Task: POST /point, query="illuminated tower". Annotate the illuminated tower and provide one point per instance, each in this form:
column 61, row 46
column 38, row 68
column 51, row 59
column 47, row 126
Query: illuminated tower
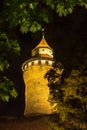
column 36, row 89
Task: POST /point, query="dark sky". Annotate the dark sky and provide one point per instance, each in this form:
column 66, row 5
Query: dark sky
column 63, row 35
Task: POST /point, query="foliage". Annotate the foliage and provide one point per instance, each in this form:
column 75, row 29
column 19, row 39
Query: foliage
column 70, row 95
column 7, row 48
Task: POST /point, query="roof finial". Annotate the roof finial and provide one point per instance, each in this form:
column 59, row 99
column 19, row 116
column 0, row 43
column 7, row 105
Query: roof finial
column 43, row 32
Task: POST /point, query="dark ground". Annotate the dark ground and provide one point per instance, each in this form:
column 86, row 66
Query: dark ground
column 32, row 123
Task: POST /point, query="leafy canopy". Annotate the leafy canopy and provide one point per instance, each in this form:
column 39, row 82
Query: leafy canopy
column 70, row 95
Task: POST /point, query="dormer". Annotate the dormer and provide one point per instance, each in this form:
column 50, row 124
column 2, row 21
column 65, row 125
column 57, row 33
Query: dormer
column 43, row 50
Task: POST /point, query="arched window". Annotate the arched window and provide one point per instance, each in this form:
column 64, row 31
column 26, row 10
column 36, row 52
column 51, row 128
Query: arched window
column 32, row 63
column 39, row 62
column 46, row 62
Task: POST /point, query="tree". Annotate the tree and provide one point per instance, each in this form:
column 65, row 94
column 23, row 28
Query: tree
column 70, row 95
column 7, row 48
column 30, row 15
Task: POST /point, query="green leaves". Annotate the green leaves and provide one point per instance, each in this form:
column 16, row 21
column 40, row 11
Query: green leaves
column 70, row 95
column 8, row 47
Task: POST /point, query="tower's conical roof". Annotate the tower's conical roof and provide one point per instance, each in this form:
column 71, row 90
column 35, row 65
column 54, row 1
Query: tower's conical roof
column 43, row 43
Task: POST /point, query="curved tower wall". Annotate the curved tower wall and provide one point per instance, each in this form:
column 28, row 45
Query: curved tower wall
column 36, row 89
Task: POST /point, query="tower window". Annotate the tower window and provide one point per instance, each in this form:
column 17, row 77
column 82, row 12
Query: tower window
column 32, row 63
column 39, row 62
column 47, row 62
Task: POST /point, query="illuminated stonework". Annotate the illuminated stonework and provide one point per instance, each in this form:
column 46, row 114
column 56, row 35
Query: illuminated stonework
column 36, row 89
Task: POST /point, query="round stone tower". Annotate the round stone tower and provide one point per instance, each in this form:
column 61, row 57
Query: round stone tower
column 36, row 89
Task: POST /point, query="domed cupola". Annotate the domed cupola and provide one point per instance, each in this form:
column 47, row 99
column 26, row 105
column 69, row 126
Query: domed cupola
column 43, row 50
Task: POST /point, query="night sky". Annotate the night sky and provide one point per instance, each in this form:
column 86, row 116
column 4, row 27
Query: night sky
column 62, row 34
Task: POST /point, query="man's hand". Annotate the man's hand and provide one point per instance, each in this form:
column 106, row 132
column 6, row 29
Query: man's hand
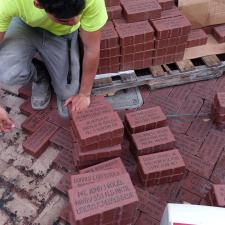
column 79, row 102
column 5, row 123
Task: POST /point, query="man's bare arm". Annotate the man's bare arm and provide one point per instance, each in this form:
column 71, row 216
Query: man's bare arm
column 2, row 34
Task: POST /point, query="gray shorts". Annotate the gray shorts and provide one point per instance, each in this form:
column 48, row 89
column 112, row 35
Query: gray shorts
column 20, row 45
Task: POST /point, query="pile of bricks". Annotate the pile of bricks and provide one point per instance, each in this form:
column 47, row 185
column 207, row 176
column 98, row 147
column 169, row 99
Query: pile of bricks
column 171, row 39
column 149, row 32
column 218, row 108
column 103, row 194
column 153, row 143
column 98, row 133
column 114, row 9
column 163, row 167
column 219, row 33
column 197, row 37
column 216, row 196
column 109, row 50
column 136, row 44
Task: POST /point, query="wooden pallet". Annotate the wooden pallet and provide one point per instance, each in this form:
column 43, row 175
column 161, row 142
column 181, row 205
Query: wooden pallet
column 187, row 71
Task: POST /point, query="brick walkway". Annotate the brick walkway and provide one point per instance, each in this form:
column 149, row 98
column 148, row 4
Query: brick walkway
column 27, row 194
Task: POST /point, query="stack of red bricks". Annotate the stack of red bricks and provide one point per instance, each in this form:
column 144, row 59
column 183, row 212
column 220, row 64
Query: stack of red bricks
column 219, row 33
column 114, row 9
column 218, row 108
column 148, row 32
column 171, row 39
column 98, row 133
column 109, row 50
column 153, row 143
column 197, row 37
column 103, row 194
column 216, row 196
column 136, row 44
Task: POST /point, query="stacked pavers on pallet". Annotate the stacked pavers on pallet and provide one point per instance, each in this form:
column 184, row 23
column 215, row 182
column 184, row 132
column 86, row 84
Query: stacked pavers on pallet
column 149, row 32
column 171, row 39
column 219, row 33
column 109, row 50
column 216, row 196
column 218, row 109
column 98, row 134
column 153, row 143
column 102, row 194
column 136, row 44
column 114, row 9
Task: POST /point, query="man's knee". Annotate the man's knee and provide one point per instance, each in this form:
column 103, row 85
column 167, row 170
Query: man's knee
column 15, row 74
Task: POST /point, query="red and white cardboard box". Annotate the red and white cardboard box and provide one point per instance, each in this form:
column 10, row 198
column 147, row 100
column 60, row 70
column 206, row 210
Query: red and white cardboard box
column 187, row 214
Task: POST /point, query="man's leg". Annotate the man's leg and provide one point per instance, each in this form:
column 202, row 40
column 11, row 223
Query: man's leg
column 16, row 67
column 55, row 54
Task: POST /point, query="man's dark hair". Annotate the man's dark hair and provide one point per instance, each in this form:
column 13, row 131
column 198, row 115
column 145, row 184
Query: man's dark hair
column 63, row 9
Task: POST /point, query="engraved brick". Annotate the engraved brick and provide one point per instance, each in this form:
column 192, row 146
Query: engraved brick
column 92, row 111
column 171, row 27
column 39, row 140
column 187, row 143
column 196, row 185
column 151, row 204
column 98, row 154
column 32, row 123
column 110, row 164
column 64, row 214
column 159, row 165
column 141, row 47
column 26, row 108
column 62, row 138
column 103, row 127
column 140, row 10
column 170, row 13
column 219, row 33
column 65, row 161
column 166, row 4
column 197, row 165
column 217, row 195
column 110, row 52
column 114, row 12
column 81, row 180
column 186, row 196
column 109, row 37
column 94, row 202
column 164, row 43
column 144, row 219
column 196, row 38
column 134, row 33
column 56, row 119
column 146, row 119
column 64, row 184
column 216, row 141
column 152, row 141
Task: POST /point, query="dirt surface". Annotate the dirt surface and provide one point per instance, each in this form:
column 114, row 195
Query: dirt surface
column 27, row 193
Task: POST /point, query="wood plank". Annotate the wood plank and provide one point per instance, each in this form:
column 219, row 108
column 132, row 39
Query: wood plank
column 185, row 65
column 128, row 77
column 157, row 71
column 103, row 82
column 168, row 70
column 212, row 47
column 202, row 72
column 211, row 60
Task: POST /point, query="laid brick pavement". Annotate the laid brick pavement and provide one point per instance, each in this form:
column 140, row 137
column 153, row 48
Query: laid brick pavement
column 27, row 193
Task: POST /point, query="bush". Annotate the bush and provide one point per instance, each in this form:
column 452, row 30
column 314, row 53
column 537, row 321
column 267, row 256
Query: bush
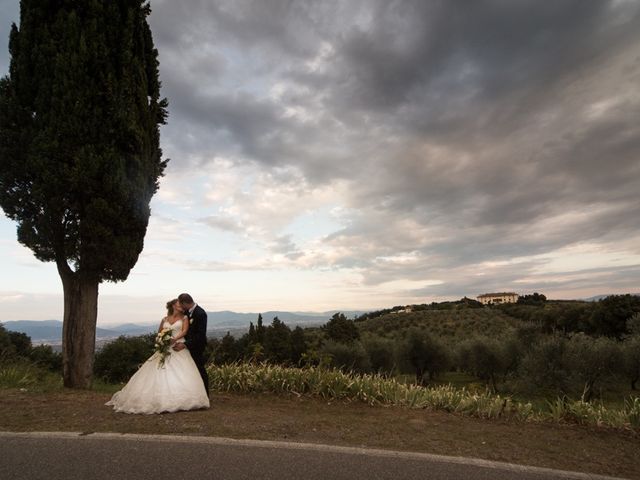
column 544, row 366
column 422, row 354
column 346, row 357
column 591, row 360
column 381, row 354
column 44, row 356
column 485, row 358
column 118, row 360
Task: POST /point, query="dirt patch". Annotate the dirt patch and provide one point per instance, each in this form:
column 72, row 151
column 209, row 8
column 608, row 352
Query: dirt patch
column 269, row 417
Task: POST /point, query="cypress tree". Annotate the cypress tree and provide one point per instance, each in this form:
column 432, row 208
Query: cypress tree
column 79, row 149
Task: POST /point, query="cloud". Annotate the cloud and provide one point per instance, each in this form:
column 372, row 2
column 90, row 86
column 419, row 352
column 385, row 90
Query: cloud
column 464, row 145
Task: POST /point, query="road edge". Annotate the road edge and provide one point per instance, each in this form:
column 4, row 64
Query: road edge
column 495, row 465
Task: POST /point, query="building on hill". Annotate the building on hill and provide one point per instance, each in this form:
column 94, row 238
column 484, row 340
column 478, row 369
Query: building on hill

.....

Problem to solve
Lines of the listing above that include the string "hill" should each be copied.

Expected answer
Task: POST /point, query="building on hill". Annotate the building on hill and provide one point per instance, each in this form:
Query: building on hill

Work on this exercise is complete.